+++ EXCERPTED DATA +++

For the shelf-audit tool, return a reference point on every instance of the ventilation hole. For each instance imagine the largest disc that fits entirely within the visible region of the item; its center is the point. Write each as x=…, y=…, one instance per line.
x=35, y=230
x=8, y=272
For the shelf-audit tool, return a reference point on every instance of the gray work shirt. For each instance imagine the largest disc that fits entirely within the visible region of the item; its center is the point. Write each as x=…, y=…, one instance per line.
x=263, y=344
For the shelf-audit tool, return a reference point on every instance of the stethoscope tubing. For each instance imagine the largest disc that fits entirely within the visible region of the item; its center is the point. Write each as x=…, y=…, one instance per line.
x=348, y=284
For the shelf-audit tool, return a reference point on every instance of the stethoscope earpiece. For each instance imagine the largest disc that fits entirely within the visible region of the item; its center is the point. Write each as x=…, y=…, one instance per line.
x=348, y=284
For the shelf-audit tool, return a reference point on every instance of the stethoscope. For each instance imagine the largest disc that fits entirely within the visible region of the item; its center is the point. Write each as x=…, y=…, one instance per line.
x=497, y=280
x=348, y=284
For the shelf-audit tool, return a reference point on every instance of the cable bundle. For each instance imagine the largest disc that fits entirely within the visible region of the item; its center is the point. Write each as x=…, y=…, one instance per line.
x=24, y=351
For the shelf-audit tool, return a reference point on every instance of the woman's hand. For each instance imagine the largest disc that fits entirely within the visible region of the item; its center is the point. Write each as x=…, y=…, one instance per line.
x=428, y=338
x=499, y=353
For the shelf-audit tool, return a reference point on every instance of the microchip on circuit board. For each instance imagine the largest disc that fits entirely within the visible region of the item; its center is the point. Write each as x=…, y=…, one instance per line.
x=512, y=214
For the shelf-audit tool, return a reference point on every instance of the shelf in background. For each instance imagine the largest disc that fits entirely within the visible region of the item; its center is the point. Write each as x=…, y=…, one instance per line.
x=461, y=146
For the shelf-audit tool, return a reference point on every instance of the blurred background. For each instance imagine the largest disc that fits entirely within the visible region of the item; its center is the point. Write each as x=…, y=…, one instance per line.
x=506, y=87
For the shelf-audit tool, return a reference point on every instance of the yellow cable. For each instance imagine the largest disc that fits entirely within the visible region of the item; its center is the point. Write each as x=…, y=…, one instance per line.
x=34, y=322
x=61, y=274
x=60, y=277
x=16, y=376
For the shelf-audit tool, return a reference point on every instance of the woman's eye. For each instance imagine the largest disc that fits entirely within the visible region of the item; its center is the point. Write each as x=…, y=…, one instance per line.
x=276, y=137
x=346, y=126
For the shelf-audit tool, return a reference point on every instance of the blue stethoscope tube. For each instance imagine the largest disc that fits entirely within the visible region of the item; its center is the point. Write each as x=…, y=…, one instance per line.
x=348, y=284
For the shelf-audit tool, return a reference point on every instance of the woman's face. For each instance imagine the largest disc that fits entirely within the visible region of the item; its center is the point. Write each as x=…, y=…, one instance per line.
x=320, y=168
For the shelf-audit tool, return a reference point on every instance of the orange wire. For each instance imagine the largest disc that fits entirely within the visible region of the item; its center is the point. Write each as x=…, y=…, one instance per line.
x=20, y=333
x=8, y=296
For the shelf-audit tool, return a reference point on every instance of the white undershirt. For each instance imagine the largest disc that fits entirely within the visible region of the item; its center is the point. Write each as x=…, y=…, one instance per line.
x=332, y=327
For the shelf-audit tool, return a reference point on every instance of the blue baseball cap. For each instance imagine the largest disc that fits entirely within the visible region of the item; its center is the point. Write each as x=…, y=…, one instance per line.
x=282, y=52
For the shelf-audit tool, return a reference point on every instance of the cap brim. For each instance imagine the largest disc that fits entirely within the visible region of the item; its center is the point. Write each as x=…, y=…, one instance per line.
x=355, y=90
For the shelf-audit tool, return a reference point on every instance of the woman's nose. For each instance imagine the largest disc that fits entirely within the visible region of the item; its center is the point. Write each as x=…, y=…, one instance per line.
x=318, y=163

+++
+++ EXCERPTED DATA +++

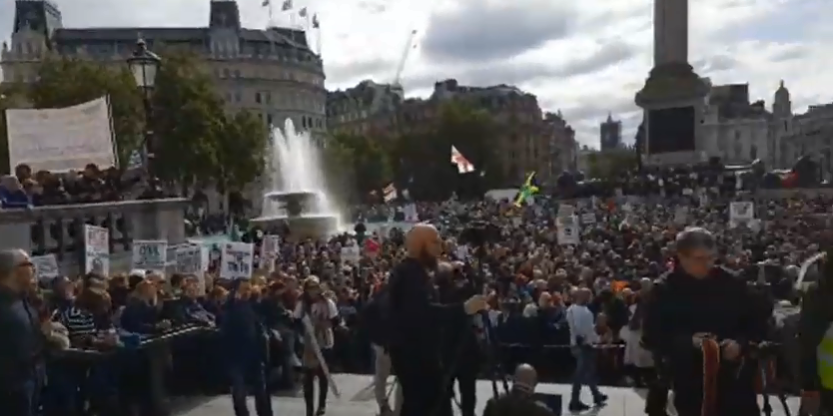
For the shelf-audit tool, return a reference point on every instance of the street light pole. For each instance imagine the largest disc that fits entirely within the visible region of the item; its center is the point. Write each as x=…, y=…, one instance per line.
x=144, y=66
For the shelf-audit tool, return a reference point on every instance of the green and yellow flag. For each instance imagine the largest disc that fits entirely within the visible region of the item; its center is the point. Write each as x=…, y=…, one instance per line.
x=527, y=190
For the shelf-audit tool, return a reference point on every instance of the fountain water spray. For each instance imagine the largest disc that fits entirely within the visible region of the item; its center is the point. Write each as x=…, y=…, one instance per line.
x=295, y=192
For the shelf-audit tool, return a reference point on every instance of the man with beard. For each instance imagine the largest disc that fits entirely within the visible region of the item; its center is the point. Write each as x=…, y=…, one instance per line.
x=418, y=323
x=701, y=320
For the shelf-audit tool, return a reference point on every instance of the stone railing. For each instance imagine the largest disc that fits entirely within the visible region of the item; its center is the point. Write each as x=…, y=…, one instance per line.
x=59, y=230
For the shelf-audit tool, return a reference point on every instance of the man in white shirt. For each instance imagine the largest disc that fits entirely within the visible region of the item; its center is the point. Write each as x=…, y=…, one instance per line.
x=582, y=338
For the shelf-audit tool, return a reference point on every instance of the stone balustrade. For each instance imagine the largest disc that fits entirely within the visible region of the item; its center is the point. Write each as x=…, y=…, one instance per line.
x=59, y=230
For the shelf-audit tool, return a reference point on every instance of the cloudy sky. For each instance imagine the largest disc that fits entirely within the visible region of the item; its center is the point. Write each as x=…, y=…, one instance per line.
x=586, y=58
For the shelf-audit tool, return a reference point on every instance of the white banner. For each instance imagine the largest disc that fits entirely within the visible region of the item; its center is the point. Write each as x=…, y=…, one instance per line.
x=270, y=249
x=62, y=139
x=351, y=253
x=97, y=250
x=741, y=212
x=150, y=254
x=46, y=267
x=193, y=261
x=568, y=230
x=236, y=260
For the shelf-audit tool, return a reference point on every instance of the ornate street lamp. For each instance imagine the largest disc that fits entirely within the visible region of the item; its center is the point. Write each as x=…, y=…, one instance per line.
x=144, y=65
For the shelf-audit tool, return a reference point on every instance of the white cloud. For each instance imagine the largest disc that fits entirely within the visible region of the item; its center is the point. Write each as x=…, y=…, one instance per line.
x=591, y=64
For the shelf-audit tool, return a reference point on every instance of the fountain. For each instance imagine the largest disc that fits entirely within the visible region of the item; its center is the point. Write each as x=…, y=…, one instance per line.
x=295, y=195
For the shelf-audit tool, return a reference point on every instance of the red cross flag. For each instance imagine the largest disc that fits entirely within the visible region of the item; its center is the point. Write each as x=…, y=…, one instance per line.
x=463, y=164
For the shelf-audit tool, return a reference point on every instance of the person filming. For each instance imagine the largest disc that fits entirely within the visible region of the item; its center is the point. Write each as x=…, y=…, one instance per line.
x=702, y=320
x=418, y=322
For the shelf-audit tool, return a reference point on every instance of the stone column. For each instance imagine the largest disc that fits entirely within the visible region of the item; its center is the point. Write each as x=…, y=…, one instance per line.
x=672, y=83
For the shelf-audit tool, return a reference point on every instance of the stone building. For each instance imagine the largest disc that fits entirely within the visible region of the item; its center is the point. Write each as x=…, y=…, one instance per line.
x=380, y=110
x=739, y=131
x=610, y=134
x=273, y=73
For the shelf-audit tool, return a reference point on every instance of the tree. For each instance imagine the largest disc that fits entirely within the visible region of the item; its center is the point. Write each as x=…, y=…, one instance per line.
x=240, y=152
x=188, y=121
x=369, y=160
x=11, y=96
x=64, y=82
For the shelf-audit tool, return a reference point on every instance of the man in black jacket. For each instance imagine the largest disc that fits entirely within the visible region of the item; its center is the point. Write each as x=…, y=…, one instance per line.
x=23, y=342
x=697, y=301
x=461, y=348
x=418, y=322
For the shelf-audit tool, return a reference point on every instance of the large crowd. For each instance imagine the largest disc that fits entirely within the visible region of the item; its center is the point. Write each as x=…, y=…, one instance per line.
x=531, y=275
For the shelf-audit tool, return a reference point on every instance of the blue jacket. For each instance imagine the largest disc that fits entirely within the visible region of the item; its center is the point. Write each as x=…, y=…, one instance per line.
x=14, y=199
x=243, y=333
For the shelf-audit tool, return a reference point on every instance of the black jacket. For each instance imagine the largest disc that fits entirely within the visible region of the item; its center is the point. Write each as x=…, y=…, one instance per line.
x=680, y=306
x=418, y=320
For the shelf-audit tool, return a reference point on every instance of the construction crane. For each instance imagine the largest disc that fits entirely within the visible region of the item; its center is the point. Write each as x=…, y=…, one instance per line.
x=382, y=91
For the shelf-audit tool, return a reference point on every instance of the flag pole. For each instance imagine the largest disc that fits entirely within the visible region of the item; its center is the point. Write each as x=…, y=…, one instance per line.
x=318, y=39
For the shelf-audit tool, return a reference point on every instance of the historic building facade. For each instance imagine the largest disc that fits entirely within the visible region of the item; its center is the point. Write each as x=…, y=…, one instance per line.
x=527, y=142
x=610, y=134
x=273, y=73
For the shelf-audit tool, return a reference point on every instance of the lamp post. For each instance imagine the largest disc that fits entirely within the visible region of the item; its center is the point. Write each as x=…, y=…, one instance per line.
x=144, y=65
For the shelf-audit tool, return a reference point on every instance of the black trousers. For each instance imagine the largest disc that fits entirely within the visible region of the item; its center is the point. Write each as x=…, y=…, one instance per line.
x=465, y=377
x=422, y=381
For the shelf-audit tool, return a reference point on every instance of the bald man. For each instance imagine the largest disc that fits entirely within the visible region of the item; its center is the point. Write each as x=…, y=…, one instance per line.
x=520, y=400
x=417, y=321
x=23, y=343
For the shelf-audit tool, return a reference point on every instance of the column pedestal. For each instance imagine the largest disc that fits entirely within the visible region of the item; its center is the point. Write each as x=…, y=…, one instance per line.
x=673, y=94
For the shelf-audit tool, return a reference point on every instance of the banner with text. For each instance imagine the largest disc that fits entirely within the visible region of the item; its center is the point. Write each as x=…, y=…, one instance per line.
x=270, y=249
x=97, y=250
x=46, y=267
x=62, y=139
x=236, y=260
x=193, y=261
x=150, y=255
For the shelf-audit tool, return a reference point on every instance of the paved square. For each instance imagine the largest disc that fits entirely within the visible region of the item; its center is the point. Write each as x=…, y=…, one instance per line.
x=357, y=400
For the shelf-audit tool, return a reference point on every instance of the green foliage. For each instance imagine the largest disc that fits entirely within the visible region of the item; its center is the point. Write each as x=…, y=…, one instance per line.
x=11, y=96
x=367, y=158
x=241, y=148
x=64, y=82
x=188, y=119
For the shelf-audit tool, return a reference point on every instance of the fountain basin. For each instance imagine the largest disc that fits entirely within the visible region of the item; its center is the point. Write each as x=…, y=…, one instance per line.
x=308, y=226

+++
+++ EXCERPTED DATA +++

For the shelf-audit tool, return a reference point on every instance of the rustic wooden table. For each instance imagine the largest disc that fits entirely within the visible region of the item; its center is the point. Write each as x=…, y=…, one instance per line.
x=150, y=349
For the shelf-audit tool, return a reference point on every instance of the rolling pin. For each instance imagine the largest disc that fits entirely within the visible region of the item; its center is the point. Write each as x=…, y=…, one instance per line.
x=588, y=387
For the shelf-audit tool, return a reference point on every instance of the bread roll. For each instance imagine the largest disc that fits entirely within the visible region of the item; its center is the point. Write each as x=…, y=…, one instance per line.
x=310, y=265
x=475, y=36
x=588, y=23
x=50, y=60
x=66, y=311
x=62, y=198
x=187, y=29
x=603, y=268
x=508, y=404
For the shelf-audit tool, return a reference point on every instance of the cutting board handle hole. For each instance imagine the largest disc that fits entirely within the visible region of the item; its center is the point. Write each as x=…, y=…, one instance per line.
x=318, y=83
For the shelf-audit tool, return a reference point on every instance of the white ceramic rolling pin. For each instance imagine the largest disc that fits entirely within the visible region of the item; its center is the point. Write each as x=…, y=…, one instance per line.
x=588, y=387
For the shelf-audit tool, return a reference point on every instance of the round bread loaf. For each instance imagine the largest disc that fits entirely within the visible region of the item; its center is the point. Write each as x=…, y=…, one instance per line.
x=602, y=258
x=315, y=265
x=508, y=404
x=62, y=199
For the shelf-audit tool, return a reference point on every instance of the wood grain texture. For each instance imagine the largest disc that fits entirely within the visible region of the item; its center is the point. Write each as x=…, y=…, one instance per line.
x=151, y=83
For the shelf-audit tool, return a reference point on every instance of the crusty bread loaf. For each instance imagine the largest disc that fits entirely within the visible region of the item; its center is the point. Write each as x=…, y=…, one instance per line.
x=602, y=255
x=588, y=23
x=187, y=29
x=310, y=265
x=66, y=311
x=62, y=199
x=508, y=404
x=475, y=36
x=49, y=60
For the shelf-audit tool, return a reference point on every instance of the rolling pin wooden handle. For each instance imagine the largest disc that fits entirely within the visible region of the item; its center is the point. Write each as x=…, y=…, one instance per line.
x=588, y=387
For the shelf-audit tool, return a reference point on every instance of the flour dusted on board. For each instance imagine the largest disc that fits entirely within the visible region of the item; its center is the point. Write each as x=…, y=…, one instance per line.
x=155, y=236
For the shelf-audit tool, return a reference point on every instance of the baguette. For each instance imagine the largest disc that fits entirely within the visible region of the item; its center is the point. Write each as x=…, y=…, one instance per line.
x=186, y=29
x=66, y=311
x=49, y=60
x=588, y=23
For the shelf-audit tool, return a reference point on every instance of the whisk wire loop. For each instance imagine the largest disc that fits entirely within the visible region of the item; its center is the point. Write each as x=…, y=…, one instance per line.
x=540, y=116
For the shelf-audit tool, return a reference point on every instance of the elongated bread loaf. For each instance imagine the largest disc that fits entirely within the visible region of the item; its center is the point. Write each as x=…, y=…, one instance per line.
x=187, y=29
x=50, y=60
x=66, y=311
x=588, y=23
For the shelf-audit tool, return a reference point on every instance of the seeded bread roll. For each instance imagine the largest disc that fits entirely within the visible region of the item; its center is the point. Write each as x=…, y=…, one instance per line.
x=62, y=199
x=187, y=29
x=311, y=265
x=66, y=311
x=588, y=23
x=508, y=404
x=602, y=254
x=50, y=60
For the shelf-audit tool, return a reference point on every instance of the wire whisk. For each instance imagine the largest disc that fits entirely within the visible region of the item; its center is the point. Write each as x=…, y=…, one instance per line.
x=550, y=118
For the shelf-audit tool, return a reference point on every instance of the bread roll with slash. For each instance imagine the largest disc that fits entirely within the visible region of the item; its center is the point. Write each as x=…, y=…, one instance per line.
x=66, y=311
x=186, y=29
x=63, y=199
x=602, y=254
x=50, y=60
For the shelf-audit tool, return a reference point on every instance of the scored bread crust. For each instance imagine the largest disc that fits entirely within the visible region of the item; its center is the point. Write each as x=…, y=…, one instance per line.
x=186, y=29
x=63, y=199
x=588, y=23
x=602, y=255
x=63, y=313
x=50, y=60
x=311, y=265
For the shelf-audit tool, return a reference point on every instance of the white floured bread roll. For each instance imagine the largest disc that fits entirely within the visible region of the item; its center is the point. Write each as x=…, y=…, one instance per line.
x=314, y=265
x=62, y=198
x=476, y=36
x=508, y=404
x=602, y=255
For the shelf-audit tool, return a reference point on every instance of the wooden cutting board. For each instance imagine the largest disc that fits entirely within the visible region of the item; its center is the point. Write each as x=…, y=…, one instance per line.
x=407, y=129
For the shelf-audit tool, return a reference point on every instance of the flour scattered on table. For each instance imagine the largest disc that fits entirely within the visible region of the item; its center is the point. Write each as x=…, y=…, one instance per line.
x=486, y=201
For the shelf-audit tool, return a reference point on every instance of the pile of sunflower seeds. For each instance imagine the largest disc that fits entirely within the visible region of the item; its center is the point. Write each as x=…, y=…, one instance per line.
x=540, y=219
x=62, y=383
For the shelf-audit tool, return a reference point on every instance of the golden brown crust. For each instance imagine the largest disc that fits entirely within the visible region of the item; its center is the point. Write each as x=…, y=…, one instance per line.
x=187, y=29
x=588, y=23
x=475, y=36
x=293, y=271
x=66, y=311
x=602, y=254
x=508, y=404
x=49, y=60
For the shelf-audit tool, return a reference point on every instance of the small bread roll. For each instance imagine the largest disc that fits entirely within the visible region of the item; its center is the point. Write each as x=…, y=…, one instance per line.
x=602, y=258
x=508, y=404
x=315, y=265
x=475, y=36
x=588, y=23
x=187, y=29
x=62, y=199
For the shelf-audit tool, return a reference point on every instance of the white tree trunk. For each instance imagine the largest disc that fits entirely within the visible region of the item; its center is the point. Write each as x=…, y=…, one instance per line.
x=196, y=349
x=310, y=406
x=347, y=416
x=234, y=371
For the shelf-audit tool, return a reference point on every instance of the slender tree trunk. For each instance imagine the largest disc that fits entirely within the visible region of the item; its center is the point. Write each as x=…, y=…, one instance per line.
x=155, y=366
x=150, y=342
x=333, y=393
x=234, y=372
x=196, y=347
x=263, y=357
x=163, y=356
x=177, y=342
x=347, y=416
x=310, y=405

+++

(WRITTEN TASK): Report each line in the items above that contains the word "table", copying the whole line. Case counts.

(ANSWER TO THE TASK):
For the shelf-audit tool, return a reference point on every instance of the rustic wooden table. For each instance imagine the largest disc that fits entirely within the visible region of the item; its center is the point. Write each as x=…, y=…, one instance per line.
For the shelf-audit tool, return a reference point on every instance of the flour scattered on table. For each instance imagine the largest disc that fits entirely within the visible region of the item; its center is the point. Write each as x=…, y=…, one instance per line.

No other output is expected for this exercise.